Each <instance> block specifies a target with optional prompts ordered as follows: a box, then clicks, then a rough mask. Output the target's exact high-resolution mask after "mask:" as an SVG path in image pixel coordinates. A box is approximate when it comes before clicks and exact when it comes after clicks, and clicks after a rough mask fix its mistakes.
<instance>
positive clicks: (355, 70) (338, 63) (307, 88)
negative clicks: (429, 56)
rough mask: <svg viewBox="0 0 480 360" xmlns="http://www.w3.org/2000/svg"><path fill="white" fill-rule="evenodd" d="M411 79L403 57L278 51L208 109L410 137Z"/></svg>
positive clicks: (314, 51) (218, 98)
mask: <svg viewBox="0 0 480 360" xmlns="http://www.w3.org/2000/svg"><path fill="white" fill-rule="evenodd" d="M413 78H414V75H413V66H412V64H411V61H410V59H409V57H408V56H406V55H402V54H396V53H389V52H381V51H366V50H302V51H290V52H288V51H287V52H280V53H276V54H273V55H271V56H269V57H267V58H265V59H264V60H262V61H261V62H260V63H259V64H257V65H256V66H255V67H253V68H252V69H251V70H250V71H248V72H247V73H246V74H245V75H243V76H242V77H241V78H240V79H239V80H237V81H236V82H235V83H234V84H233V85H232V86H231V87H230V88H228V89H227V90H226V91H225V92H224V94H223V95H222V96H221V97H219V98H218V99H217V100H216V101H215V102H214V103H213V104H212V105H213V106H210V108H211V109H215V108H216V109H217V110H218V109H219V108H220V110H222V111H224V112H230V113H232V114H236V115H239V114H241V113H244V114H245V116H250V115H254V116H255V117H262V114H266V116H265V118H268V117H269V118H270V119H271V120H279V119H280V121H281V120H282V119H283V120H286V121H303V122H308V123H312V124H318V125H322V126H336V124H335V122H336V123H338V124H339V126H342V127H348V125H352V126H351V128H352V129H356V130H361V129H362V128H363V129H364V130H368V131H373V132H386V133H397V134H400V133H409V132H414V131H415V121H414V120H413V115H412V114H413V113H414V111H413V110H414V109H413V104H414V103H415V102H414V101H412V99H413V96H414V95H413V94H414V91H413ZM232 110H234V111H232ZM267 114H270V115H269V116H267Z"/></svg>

▶ [TASK DESCRIPTION]
What must be transcribed is the run of lines from the one containing "negative clicks: (429, 56)" to the last line of the data above, inclusive, and only that.

▶ [EXERCISE SOLUTION]
negative clicks: (429, 56)
rough mask: <svg viewBox="0 0 480 360" xmlns="http://www.w3.org/2000/svg"><path fill="white" fill-rule="evenodd" d="M411 79L403 57L278 51L208 109L410 137Z"/></svg>
positive clicks: (314, 51) (218, 98)
mask: <svg viewBox="0 0 480 360" xmlns="http://www.w3.org/2000/svg"><path fill="white" fill-rule="evenodd" d="M413 78H414V75H413V66H412V64H411V61H410V59H409V57H408V56H406V55H402V54H396V53H389V52H381V51H366V50H302V51H290V52H288V51H287V52H280V53H276V54H273V55H271V56H269V57H267V58H265V59H264V60H262V61H261V62H260V63H259V64H257V65H256V66H255V67H253V68H252V69H251V70H250V71H248V72H247V73H246V74H245V75H243V76H242V77H241V78H240V79H239V80H237V81H236V82H235V83H234V84H233V85H232V86H231V87H230V88H228V89H227V90H226V91H225V92H224V94H223V95H222V96H221V97H219V98H218V99H217V100H216V101H215V102H214V103H213V104H212V105H213V106H210V108H211V109H215V108H216V109H217V110H218V109H219V108H220V110H222V111H224V112H230V113H232V114H236V115H239V114H241V113H244V114H245V116H250V115H254V116H255V117H262V114H266V116H265V118H268V117H269V118H270V119H271V120H279V119H280V121H281V120H282V119H283V120H286V121H303V122H308V123H312V124H318V125H322V126H336V124H335V122H336V123H338V124H339V126H342V127H348V125H352V126H351V128H352V129H356V130H361V129H362V128H363V129H364V130H368V131H373V132H386V133H397V134H400V133H409V132H414V131H415V121H414V120H413V115H412V114H413V113H414V111H413V110H414V109H413V104H414V103H415V102H414V101H412V99H413V96H414V95H413V94H414V91H413ZM232 110H234V111H232ZM267 114H270V115H269V116H267Z"/></svg>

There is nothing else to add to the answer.